Since the data must remain as supplied, reproduce it word for word.

(Point-per-instance localization data)
_ _ _ _ _
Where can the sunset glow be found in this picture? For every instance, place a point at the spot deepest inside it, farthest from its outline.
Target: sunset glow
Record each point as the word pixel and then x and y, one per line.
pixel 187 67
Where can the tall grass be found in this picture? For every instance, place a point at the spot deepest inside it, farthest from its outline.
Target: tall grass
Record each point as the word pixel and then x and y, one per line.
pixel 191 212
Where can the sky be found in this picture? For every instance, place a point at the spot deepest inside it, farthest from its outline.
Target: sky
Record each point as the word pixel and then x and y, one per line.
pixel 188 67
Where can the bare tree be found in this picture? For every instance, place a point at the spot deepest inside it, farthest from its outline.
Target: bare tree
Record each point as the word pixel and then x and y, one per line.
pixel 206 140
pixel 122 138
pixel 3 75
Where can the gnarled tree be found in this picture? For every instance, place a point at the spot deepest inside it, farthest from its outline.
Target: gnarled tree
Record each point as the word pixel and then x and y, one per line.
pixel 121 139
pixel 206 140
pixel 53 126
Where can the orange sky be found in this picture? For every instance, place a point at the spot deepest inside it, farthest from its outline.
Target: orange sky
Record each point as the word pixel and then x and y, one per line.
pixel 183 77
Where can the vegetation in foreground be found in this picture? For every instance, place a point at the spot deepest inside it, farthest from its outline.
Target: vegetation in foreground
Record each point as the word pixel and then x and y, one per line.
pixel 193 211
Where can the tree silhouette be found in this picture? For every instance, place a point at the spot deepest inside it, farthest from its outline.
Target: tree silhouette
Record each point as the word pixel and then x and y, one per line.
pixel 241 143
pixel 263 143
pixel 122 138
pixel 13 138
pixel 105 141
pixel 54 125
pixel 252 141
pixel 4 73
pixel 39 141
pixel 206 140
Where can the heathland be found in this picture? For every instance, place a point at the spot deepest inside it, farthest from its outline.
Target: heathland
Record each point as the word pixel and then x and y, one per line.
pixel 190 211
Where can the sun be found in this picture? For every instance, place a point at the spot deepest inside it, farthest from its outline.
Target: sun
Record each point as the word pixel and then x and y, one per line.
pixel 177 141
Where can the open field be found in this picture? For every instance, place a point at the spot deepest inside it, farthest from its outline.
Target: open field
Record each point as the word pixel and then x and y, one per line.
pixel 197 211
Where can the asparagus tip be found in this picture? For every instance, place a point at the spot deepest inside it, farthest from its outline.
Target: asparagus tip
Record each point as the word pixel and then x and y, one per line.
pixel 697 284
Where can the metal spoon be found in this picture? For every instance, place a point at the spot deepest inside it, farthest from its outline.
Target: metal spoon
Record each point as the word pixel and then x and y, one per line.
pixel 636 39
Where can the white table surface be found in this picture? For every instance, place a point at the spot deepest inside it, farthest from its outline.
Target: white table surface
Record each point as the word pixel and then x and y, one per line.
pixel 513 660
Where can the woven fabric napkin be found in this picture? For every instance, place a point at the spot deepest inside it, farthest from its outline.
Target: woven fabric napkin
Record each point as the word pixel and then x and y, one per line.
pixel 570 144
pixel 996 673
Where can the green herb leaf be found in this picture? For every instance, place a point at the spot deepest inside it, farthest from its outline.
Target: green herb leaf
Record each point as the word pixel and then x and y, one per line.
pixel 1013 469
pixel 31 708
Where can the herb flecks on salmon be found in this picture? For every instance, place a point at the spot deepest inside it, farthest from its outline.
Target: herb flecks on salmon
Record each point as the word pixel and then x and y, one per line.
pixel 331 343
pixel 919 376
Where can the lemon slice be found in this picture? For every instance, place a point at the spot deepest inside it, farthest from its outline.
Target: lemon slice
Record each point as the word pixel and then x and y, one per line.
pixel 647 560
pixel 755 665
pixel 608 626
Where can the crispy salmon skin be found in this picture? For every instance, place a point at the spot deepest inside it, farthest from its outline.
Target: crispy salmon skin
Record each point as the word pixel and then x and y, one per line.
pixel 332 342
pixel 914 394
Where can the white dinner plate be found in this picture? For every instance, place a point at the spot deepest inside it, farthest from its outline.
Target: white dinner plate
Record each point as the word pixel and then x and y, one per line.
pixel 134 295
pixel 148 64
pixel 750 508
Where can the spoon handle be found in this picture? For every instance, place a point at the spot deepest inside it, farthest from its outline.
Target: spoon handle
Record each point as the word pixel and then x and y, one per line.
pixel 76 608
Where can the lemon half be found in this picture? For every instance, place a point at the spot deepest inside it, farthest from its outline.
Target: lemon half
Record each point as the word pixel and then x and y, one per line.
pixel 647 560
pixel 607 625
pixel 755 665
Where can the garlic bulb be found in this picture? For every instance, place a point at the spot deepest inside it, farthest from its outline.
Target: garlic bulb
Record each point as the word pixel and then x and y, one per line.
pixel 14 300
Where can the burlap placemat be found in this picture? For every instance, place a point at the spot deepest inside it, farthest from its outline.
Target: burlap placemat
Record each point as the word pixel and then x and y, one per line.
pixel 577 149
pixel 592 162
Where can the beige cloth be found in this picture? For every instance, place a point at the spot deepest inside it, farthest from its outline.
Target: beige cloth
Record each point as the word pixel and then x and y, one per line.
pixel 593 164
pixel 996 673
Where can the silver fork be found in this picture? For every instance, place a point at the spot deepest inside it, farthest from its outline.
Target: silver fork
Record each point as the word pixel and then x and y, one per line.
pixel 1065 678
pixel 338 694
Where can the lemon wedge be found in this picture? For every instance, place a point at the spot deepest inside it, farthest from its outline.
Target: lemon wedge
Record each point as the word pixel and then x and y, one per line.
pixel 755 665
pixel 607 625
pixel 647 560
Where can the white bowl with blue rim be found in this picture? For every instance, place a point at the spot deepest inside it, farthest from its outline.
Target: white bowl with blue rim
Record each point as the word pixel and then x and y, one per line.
_ _ _ _ _
Your solution:
Where can the sunset glow be found in this picture? For every instance, place a point at the spot deepest inside it, farthest from its outline.
Target: sunset glow
Record each point as the word pixel and then x and y, one per line.
pixel 187 67
Where can the tall grass be found in this picture? For every instance, place a point at the spot deepest inside it, farthest from its outline.
Target: tall grass
Record each point as the word pixel and then x and y, one per line.
pixel 191 212
Where can the sky be found in this picture? For every instance, place a point at the spot deepest inside it, farthest from its outline.
Target: sky
Record each point as the word pixel and then x and y, one per line.
pixel 188 67
Where can the bare tree be found in this picture? For every instance, place a point at the spot deepest inside it, farthest from its outline.
Target: bare tree
Record each point as the word pixel and then x and y, one per line.
pixel 206 140
pixel 122 138
pixel 3 75
Where can the gnarled tree be found in this picture? For every instance, place a point at the spot deepest inside it, farthest from its outline.
Target: gnarled tree
Record each point as the word pixel and then x and y, one per line.
pixel 121 139
pixel 206 140
pixel 53 126
Where can the orange sky be found in this picture? For every instance, place a point at the spot deepest inside it, farthest from its outline.
Target: orange sky
Record each point as the word pixel and then x and y, one per line.
pixel 183 77
Where can the vegetation in foreground be found in this picture? For every instance, place a point at the spot deepest inside it, farthest from its outline.
Target: vegetation in foreground
Record each point as the word pixel and then x and y, one per line.
pixel 193 211
Where can the tree silhouette be found in this picture? For every instance, place a point at the spot deepest inside it, farthest from its outline.
Target: tree silhouette
Record each point as the word pixel and then x and y, one per line.
pixel 241 143
pixel 263 143
pixel 122 138
pixel 13 138
pixel 105 141
pixel 54 125
pixel 252 141
pixel 4 73
pixel 39 141
pixel 206 140
Where can the heathland be found in this picture? For every instance, place a point at the spot deepest inside it, farthest from its outline.
Target: heathland
Record each point as the word pixel and then x and y, one per line.
pixel 190 211
Where can the sun be found in this picture? For every instance, place a point at the spot deepest inside it, farthest from its outline.
Target: sun
Record each point as the word pixel and then x and y, one per line.
pixel 177 141
Where can the open field be found in this picture? For every instance, place a point at the spot deepest inside it, farthest from its outline.
Target: open field
Record each point as the word pixel and then x and y, one per line.
pixel 197 211
Where can the asparagus tip be found in this picture? For every instance, place a point at the spot deepest inside it, farthest from its outline.
Target: asparagus tip
Record each point as the word pixel and then x and y, one per line.
pixel 697 284
Where can the metal spoon be found in this picture? For every instance, place a point at the spot deepest inside it, farthest from its outline.
Target: metal spoon
Record each point as the word pixel and then x and y, one per line.
pixel 636 39
Where can the white table surface be found in this picture? For every instance, place a point at the spot deepest inside it, farthest from its outline.
Target: white table surface
Record each point as the word pixel and then x and y, one per line.
pixel 513 660
Where can the woven fabric napkin be found in this picture? For every instance, place a point at the spot deepest inside it, farthest from its outline.
Target: woven fabric napkin
Record each point as the word pixel and then x and y, one per line.
pixel 570 144
pixel 996 673
Where can the green herb leaf be found in this picture? For every instance, place a point at the spot deepest inside it, farthest from its outline.
Target: green herb leaf
Record each point as the word pixel and then x and y, one per line.
pixel 1013 469
pixel 31 708
Where can the herb flecks on salmon be found in this picture? For every instance, place a point at the spot deepest inside it, farthest from its outline.
Target: herb flecks on salmon
Record each point as the word pixel and then x and y, one per line.
pixel 331 343
pixel 919 376
Where can the lemon slice be found in this picture? For every instance, place a point at the spot deepest inside it, farthest from its outline.
Target: lemon slice
Record each point as the word pixel and then x and y, one per line.
pixel 647 560
pixel 755 665
pixel 608 626
Where can the crispy salmon skin be found in this picture? For every instance, place a point at the spot deepest inside it, farthest from its outline.
Target: crispy salmon skin
Record each point as the word pixel and then x and y, one per line.
pixel 332 342
pixel 914 394
Where can the white dinner plate be found in this picture? For every instance, place a point at the spot deepest inside it, farthest from its outline.
Target: white dinner plate
Record each point as the word pixel and then x and y, one per line.
pixel 134 295
pixel 148 64
pixel 750 508
Where can the spoon handle be found in this picture? For every instance, place a point at the spot deepest inside it, farthest from its outline.
Target: spoon handle
Record each point as the word pixel and then x and y, one per line.
pixel 76 608
Where can the lemon half be found in this picture? For every instance, place a point at the spot deepest inside it, farthest from its outline.
Target: lemon half
Record each point as the word pixel and then x and y, one per line.
pixel 647 560
pixel 607 625
pixel 755 665
Where can the garlic bulb be found in this picture? For every instance, place a point at the spot deepest inside it, farthest from its outline.
Target: garlic bulb
Record each point as the word pixel and then x and y, one per line.
pixel 14 300
Where can the burlap placemat be found in this picture? For every instance, place a point at the spot deepest inside it, farthest from its outline.
Target: burlap placemat
Record each point as the word pixel and then x and y, one per line.
pixel 577 149
pixel 592 162
Where can the beige cloth be found in this picture? For every instance, place a point at the spot deepest inside it, farthest from its outline.
Target: beige cloth
Record each point as the word pixel and then x and y, one per line.
pixel 593 164
pixel 996 673
Where can the silver fork be found in this picture? For every instance, place a point at the spot deepest inside it, farthest from its outline.
Target: silver fork
Record each point as the word pixel and then x and y, one per line.
pixel 1065 678
pixel 338 694
Where can the lemon wedge be found in this picture? For every instance, place a point at the spot deepest inside it, farthest from its outline.
Target: lemon wedge
Record each point as the word pixel and then x and y, one per line.
pixel 755 665
pixel 607 625
pixel 647 560
Where can the white bowl with blue rim be found in this picture? For every instance, place a point at the spot deepest inside it, farthest from its outline.
Target: white bowl with blue rim
Record each point as the word pixel and then x and y, one per line.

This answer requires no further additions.